» WHAT IS ASKED
Reproduce the listing below character for character; drop every image.
========
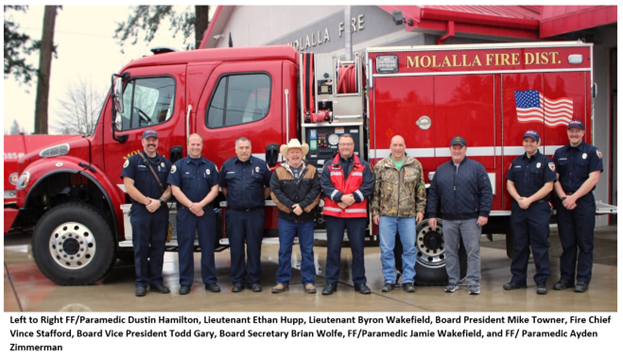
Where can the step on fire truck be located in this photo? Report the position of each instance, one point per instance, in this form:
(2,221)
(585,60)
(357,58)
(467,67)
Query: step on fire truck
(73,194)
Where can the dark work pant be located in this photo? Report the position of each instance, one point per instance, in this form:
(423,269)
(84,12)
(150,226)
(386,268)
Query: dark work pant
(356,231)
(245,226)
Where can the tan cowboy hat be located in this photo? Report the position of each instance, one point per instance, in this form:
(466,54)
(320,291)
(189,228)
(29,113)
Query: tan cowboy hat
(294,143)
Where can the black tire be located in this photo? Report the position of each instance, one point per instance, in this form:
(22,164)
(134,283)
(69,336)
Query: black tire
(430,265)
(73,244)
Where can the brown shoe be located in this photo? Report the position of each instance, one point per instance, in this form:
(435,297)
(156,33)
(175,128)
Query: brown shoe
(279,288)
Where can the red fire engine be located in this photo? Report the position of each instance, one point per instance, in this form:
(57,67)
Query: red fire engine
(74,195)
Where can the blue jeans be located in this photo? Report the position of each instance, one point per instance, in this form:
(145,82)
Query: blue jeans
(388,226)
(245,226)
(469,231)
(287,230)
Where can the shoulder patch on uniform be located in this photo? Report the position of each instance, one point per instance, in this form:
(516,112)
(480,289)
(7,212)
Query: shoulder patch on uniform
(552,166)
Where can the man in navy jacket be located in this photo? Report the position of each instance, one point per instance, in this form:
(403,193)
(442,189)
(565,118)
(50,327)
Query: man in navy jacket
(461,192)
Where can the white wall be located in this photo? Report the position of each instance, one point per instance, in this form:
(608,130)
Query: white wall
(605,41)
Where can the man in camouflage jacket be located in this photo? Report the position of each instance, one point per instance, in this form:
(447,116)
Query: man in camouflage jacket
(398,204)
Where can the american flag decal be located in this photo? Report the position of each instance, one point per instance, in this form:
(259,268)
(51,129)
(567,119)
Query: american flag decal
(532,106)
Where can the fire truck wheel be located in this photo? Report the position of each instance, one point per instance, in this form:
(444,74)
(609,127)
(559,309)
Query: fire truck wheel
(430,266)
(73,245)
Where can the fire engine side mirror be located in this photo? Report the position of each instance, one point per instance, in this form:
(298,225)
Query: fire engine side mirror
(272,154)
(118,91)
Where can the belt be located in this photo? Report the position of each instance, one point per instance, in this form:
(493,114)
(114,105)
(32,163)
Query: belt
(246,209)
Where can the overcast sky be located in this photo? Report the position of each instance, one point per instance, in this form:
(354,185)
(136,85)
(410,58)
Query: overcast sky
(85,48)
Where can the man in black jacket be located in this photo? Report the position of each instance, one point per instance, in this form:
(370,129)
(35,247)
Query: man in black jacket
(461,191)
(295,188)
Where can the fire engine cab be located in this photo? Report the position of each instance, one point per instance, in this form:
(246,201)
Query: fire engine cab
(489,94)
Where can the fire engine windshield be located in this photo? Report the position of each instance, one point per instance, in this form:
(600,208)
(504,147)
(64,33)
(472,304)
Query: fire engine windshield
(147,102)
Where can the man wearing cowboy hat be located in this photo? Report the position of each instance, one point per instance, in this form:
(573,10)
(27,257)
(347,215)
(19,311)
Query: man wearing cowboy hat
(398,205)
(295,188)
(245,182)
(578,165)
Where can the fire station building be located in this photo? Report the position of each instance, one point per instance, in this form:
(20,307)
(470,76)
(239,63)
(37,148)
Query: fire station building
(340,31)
========
» OUTPUT
Where can the step on fire truck be located in this photo? Report the position of each instance, one point per instance, in this form:
(2,221)
(585,60)
(357,58)
(467,67)
Query: step on fire truck
(73,194)
Where can the dark work pant be located in this photo? Report the position of each instance, one point per instance, in this form:
(423,269)
(84,12)
(150,226)
(386,268)
Query: dark work pant
(356,231)
(245,226)
Where can the tan cowboy hat be located in this photo? Report the position of each instance, one point per instance, in this form:
(466,54)
(320,291)
(189,228)
(29,113)
Query: tan cowboy hat
(294,143)
Where can the black tire be located in this photo? Report the position of each instance, one point per instance, in this form:
(22,164)
(134,283)
(69,336)
Query: black tire
(430,265)
(73,244)
Where can the brown shoe be located in this photo? Report the position of each instance, one point per instance, in this form:
(435,297)
(156,33)
(175,128)
Query: brown shoe
(279,288)
Where can the red fire engine be located in this photo? Report the position of each instance, one point per instance, in this form:
(57,67)
Query: red fire engine
(74,195)
Where can the blue jeans be located in this photo? Report the position of each instance, one point per instance, in this form:
(145,82)
Query: blue jeans
(388,226)
(245,226)
(469,231)
(287,230)
Where can the shoulder patch on uniform be located in this photo? Report the position of each instance, one point per instance, in this form:
(516,112)
(480,289)
(7,212)
Query: shoulder patch on uniform
(552,166)
Where can the man in navy jacket be located in this photo? Report the position of each instance, one point per instance, in this form:
(403,193)
(442,189)
(565,118)
(50,327)
Query: man in navy jacket
(461,192)
Where can the white wall be located in this photo? Report the position of each instance, one point per instance, in this form:
(608,130)
Query: white wall
(605,41)
Where can the man in camouflage jacket be located in this photo? Report the position of each instance, one point per instance, in this form:
(447,116)
Query: man in camouflage jacket
(398,204)
Where can the american flag decal be located in this photo? Report the position of each instance, one point per instance, in this form:
(259,268)
(51,129)
(567,119)
Query: american flag decal
(532,106)
Where can the fire truck wheel be located in this photo? Report the position of each instance, one point per instance, in this form:
(444,74)
(609,127)
(559,309)
Query: fire truck wheel
(430,266)
(73,245)
Where can the fire engine side mirror be located in this photo? Report the position of each instance, one point per instance, in this form:
(298,225)
Query: fire engine side mirror
(272,154)
(118,91)
Where can the belt be located in this photo? Report the position of each instance, one point per instance, in this form:
(493,114)
(114,105)
(32,163)
Query: belt
(246,209)
Where can the overcast sky be located in this photo? Report the position of each instance, one point per instance, in this form:
(354,185)
(136,85)
(410,58)
Query: overcast sky
(85,48)
Where can the man in black jacket be located in this photo? Report the position of each instance, one point per instance, in this form:
(370,129)
(35,247)
Query: man in black jacket
(461,191)
(295,188)
Where can the fire engine cab be located in this photo? Report the position of each instance, one point per instance, in this form:
(246,201)
Query: fire engine cab
(489,94)
Where can the fire engine windshield be located in this photo? Report the position of each instance, one point per instance, in this form:
(600,208)
(504,147)
(64,33)
(472,304)
Query: fire engine windshield
(147,102)
Where can the man wearing cowboy hat be located in this photo? Report the position of each instance, one point per instance, in this form:
(573,10)
(27,257)
(347,215)
(19,311)
Query: man wearing cowboy hat
(398,205)
(295,188)
(245,182)
(578,165)
Where can the fire station building be located in this photo? Report the position of each instance, one point per instance, in this form:
(20,307)
(470,76)
(239,63)
(37,148)
Query: fire station building
(340,31)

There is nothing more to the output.